*ZU ERLEDIGENDE AUFGABEN*.
1) Tausche im Text über den Paragrafen 219a „Anhörung“ gegen „Expertenrunde“ aus. Gib dabei den Abschnitt wieder, der bei „Im Oktober hatte“ beginnt und bei „weitergeht, sagt Makolla.“ endet.
2) Nenne alle verschiedenen Wörter im Text über den Paragrafen 219a, die die Zeichenfolge „Fraktion“ enthalten.
3) Führe den Text über den Paragrafen 219a im Anschluss an seinen letzten Satz weiter.

─── VORGEGEBENER TEXT ───

Im Oktober hatte Niedersachsens CDU-Fraktionsvorsitzender Dirk Toepffer auf einer Pressekonferenz angekündigt, die Abstimmung über das Thema für seine Fraktion freizugeben. Doch auch in den Sitzungen des Landtags in dieser Woche wird keine Entscheidung über den Paragrafen 219a Strafgesetzbuch fallen. Nach ­Toepffers Äußerungen sei festgestellt worden, dass innerhalb der Fraktion noch „weiterer Diskussionsbedarf“ bestehe, sagt CDU-Fraktionssprecher Ralph Makolla. Die Fraktionsführung habe sich mit der SPD deshalb darauf geeinigt, eine öffentliche Anhörung durchzuführen. Am 27. November stellen sich demnach Expertinnen und Experten den Fragen der Politiker*innen. Die CDU werde nach der Anhörung entscheiden, wie es weitergeht, sagt Makolla.

─── GEGEBENE DATEN ───

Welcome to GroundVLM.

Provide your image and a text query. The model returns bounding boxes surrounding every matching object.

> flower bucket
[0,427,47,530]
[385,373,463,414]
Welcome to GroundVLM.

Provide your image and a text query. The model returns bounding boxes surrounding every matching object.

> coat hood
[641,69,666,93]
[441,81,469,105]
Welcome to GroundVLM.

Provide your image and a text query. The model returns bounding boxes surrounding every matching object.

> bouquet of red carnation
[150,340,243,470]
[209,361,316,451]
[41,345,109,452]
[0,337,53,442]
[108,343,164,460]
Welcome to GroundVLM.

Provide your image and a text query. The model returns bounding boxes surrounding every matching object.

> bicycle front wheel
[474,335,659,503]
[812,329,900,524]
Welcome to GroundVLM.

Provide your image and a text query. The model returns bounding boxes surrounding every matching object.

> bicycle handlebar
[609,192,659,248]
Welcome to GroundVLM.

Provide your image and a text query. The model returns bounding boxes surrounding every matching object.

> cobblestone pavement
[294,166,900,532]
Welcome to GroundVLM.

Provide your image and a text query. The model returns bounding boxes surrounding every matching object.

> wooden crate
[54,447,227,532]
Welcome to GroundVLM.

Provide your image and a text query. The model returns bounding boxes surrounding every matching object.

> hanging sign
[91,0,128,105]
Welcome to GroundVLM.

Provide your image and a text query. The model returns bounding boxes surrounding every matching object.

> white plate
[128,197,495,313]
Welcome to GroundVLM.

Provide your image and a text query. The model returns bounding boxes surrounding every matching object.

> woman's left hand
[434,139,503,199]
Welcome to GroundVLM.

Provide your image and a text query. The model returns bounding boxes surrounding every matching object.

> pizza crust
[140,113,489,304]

───

*ANTWORTEN JE AUFGABE*.
1)
Im Oktober hatte Niedersachsens CDU-Fraktionsvorsitzender Dirk Toepffer auf einer Pressekonferenz angekündigt, die Abstimmung über das Thema für seine Fraktion freizugeben. Doch auch in den Sitzungen des Landtags in dieser Woche wird keine Entscheidung über den Paragrafen 219a Strafgesetzbuch fallen. Nach ­Toepffers Äußerungen sei festgestellt worden, dass innerhalb der Fraktion noch „weiterer Diskussionsbedarf“ bestehe, sagt CDU-Fraktionssprecher Ralph Makolla. Die Fraktionsführung habe sich mit der SPD deshalb darauf geeinigt, eine öffentliche Expertenrunde durchzuführen. Am 27. November stellen sich demnach Expertinnen und Experten den Fragen der Politiker*innen. Die CDU werde nach der Expertenrunde entscheiden, wie es weitergeht, sagt Makolla.

2) CDU-Fraktionsvorsitzender, Fraktion, CDU-Fraktionssprecher, Fraktionsführung

3)
Die frauenpolitische Sprecherin der niedersächsischen Grünen Imke Byl begrüßt es zwar, wenn die CDU die Abstimmung freigibt. Sie hat aber wenig Verständnis für die neu angesetzte Anhörung. „Es sind schon lange alle Argumente ausgetauscht“, sagt sie. Die Groko zögere eine Entscheidung hinaus.

Grüne und FDP fordern, dass sich die Landesregierung auf Bundesebene für eine schnellstmögliche Aufhebung des Paragrafen 219a einsetzt. Dieser verbietet „Werbung für den Abbruch einer Schwangerschaft“. Das schließt ein, dass Ärzt*innen nicht öffentlich darüber informieren dürfen, ob sie Schwangerschaftsabbrüche durchführen. Die Gießener Frauenärztin Kristina Hänel war im vergangenen Jahr zu einer Geldstrafe verurteilt worden, weil sie solche Informationen auf ihrer Website bereitstellte.

Nach § 218 ist Abtreibung rechtswidrig und strafbar. Es gibt Ausnahmen, bei denen auf eine Strafverfolgung verzichtet wird.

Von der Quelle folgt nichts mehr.